List each line in the records below that contains the word "grass".

[START DATA SECTION]

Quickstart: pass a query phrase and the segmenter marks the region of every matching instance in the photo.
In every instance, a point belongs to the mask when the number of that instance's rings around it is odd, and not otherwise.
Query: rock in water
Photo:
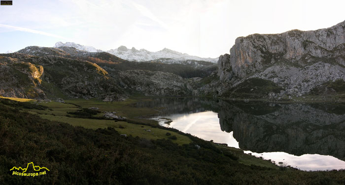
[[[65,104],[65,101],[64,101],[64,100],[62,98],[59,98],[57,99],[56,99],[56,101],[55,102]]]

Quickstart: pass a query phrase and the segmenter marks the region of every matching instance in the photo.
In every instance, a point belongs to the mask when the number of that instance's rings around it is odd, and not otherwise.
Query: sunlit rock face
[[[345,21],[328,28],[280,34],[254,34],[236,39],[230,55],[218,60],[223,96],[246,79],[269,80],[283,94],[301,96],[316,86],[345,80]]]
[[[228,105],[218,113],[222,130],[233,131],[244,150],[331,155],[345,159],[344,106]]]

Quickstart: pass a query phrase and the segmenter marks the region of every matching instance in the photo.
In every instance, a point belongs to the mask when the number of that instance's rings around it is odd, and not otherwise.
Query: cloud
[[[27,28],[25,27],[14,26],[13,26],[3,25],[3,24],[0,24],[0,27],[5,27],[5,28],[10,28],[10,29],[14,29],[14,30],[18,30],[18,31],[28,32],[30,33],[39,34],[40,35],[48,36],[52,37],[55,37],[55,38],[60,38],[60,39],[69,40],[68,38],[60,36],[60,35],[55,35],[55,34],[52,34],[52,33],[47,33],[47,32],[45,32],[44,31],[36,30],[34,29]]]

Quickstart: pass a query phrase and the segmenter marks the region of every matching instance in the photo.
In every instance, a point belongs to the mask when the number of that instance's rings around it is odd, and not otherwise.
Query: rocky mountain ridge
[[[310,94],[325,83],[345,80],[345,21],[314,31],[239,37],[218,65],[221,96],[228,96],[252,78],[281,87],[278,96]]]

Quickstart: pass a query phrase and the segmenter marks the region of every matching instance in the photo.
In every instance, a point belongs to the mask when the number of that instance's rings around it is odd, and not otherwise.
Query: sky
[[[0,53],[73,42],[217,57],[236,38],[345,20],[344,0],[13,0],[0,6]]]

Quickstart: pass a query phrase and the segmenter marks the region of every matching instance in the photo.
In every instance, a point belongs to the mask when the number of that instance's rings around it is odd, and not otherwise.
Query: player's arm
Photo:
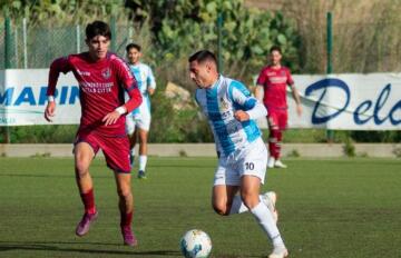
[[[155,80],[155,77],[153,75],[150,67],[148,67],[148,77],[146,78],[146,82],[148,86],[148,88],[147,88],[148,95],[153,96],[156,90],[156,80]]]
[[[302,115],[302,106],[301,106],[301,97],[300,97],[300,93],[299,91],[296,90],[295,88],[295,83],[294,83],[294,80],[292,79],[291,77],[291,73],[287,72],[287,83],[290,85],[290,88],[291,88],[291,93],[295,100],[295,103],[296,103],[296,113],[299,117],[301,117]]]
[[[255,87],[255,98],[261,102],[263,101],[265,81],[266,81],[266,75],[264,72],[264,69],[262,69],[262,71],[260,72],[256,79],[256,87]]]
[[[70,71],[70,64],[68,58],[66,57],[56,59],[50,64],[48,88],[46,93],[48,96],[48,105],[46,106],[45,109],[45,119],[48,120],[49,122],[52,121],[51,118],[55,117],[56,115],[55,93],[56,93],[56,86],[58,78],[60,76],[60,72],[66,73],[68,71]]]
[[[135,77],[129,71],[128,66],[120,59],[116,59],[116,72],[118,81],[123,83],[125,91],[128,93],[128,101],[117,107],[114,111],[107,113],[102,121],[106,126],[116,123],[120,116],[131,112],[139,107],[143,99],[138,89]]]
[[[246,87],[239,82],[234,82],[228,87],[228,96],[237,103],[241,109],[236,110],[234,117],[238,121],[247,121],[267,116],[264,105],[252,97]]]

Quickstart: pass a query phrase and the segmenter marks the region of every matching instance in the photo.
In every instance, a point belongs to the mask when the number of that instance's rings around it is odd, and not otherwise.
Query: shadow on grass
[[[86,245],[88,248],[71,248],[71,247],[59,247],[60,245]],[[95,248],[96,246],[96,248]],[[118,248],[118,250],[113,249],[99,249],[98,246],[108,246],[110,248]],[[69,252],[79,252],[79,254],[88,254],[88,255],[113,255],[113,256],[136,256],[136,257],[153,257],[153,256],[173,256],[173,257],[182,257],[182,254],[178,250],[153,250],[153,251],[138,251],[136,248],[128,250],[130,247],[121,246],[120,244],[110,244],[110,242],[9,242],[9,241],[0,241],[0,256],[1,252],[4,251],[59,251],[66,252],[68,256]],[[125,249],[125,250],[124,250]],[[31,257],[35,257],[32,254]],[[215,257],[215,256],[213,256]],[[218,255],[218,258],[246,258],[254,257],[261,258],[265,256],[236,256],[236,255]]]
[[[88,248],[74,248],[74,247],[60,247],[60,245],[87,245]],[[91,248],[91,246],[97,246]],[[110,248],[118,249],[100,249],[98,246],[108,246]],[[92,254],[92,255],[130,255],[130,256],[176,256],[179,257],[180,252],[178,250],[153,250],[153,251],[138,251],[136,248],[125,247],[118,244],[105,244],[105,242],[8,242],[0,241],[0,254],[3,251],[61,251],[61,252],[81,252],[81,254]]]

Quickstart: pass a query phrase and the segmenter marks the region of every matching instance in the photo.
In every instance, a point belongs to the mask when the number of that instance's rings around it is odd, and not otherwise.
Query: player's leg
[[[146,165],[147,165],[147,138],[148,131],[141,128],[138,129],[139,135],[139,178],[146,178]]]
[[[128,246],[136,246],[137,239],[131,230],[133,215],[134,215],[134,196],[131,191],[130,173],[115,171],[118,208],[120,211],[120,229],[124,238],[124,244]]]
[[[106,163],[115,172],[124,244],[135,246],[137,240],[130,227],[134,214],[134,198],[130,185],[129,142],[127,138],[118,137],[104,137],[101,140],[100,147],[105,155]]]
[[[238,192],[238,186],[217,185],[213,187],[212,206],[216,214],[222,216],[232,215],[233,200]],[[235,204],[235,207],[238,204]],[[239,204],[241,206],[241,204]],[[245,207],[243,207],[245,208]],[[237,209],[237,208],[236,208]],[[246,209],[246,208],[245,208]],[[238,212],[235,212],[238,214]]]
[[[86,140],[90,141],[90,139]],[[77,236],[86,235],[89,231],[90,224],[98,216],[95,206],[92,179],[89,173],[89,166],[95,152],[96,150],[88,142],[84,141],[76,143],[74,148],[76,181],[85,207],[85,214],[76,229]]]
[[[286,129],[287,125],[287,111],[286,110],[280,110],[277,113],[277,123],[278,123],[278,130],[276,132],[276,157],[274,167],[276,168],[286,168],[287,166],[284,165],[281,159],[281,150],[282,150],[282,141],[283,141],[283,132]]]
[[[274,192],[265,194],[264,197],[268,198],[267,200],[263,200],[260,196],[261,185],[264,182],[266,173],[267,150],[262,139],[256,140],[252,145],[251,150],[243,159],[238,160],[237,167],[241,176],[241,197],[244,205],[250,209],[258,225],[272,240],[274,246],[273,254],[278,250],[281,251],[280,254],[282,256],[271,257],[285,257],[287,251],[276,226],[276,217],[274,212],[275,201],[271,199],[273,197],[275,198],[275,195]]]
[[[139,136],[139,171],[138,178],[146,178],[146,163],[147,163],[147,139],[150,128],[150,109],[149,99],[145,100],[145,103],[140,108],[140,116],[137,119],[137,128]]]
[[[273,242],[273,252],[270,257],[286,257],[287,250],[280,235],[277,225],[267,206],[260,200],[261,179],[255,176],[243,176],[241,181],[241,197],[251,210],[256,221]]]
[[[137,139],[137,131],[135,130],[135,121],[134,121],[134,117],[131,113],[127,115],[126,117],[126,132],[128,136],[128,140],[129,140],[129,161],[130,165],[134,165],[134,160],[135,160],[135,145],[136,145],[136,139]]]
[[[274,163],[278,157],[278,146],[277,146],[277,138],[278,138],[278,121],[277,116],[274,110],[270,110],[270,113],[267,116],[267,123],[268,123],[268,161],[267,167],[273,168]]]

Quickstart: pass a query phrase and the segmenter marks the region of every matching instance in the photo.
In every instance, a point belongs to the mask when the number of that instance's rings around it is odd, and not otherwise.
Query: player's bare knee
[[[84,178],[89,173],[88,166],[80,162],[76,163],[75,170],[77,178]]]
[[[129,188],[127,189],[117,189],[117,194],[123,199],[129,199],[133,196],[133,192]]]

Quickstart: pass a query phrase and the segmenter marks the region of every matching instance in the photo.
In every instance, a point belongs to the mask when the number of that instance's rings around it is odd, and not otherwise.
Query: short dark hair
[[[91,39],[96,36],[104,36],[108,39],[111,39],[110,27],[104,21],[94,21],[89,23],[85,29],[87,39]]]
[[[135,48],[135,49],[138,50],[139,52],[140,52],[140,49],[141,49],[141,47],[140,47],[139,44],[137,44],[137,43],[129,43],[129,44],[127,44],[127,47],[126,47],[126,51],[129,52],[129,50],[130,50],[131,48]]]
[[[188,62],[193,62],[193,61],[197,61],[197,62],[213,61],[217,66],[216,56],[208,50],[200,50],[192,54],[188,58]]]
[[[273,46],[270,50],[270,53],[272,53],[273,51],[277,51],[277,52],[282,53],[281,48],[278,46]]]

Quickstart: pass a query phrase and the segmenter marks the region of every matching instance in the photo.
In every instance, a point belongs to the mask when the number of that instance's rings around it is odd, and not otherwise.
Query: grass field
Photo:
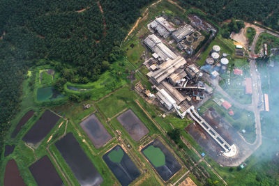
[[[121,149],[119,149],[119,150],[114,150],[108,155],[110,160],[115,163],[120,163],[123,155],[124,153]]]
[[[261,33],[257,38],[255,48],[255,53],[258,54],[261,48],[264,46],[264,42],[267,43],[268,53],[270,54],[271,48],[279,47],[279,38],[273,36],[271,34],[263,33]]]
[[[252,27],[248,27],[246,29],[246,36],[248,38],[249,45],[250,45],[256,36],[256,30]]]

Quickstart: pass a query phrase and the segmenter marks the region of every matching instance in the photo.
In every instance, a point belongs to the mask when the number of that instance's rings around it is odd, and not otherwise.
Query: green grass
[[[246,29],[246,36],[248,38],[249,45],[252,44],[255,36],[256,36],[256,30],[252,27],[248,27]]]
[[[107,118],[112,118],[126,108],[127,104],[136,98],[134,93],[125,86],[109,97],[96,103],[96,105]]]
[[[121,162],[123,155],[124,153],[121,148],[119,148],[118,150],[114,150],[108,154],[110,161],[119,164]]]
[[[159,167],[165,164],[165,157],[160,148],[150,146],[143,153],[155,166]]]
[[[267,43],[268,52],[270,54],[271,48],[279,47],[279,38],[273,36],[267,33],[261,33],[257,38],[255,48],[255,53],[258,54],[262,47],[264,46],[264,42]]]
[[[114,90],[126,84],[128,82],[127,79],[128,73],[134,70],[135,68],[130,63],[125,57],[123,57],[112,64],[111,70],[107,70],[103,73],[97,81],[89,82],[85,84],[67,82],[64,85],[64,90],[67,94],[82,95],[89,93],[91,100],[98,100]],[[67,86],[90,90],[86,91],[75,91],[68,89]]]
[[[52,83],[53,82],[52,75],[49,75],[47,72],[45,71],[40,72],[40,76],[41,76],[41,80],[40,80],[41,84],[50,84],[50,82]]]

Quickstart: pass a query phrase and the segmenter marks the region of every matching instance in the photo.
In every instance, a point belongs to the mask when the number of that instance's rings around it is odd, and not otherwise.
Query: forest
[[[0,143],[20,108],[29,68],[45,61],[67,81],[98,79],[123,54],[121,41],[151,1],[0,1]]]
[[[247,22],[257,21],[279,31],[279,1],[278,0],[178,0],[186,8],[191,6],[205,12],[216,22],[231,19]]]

[END DATA SECTION]
[START DATA SECTION]

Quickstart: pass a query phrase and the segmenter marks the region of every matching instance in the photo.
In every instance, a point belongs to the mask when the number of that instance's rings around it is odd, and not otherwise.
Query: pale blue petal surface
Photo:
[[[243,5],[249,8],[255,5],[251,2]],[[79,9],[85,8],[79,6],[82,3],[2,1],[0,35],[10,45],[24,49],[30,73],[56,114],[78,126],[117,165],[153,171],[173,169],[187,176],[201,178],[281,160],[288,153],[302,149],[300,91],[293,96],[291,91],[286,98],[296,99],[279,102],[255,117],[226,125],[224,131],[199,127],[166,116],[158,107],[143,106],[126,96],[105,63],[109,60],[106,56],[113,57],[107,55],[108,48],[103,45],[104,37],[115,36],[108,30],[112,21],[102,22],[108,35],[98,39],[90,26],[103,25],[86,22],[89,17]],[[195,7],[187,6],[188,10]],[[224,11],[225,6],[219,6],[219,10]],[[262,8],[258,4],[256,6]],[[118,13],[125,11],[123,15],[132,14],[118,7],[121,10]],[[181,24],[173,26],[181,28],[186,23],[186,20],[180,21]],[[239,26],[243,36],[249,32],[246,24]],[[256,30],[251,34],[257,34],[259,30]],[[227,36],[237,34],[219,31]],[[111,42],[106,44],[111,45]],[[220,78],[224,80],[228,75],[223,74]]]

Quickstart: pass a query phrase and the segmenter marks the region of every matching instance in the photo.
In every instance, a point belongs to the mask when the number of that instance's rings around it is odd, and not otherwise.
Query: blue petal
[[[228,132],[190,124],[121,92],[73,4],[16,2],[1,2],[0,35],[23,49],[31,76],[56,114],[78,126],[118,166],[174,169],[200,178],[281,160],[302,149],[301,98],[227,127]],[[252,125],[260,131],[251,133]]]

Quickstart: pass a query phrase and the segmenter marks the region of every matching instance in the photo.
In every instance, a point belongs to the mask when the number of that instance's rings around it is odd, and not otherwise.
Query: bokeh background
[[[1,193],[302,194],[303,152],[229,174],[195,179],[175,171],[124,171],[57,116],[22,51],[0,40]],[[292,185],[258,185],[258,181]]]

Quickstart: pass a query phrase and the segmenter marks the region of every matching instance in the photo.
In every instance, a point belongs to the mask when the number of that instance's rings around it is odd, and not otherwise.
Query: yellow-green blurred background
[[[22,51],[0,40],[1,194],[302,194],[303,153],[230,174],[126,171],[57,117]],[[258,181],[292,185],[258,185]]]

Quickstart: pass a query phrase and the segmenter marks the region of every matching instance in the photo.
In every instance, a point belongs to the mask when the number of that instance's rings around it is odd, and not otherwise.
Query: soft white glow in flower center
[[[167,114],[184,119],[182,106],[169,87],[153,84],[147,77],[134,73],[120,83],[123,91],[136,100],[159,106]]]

[END DATA SECTION]

OUTPUT FOR THIS EXERCISE:
Query: shadow on grass
Query: grass field
Query: green grass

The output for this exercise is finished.